(Records shown Opens)

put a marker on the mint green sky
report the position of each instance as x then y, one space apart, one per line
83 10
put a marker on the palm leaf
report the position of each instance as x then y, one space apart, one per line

(Records shown Closes)

Exercise:
Would you please transcribe each line of the material exactly?

Output of the task:
put a marker on the mint green sky
report the position of each instance as x then y, one space apart, one per line
83 10
put a marker on the palm leaf
report the position of each instance as x then y, one space apart, one per line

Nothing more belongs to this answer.